*** Opening of TEXT BLOCK ***

Memorial Day is just about here, and summer is peaking around the corner. BBQs, tubing trips, baseball games, sleepovers, and pool parties (Hot Child in the City) are in your near future and you need a couple summer reminders. As you already know, I think everything in our environment, and all the actions we take are interconnected and affect our health and well-being and our wallet.
I came across this Top Ten List on the benefits of local food from Fox News (omg yes Fox News, everything is ok). You can find the full list here, but here are a few of my favorites:
1. Locally grown. Items at farmer’s markets have not “travelled” far. The carbon footprint to transport from nearby farms is teeny compared to what’s consumed over hundreds and thousands of miles by sea, air or long-distance trucking. Also, local produce is stacked in wooden crates, which avoids the environmentally polluting packaging, which protects produce from bruising or extends its time before perishing in long-distance transport.
2. Cleaner and safer. Farmer’s markets produce is grown organically or with far less use of chemicals. Produce sold in regular stores is full of toxic pesticides, fungicides, and other chemical fertilizers and sprays. Similarly, breads & baked goods aren’t pumped full of unhealthy preservatives that extend shelf life.

*** Close of TEXT BLOCK ***
*** Opening of GIVEN MATERIAL ***

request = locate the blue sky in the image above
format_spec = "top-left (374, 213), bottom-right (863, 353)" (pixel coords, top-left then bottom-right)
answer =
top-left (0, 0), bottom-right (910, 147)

*** Close of GIVEN MATERIAL ***

◆ **TO DO**
Rewrite the part of the local food post from "2. Cleaner and" up to and including "extend shelf life.", putting "storage time" in place of "shelf life".

◆ **RESPONSE FOR THIS EXERCISE**
2. Cleaner and safer. Farmer’s markets produce is grown organically or with far less use of chemicals. Produce sold in regular stores is full of toxic pesticides, fungicides, and other chemical fertilizers and sprays. Similarly, breads & baked goods aren’t pumped full of unhealthy preservatives that extend storage time.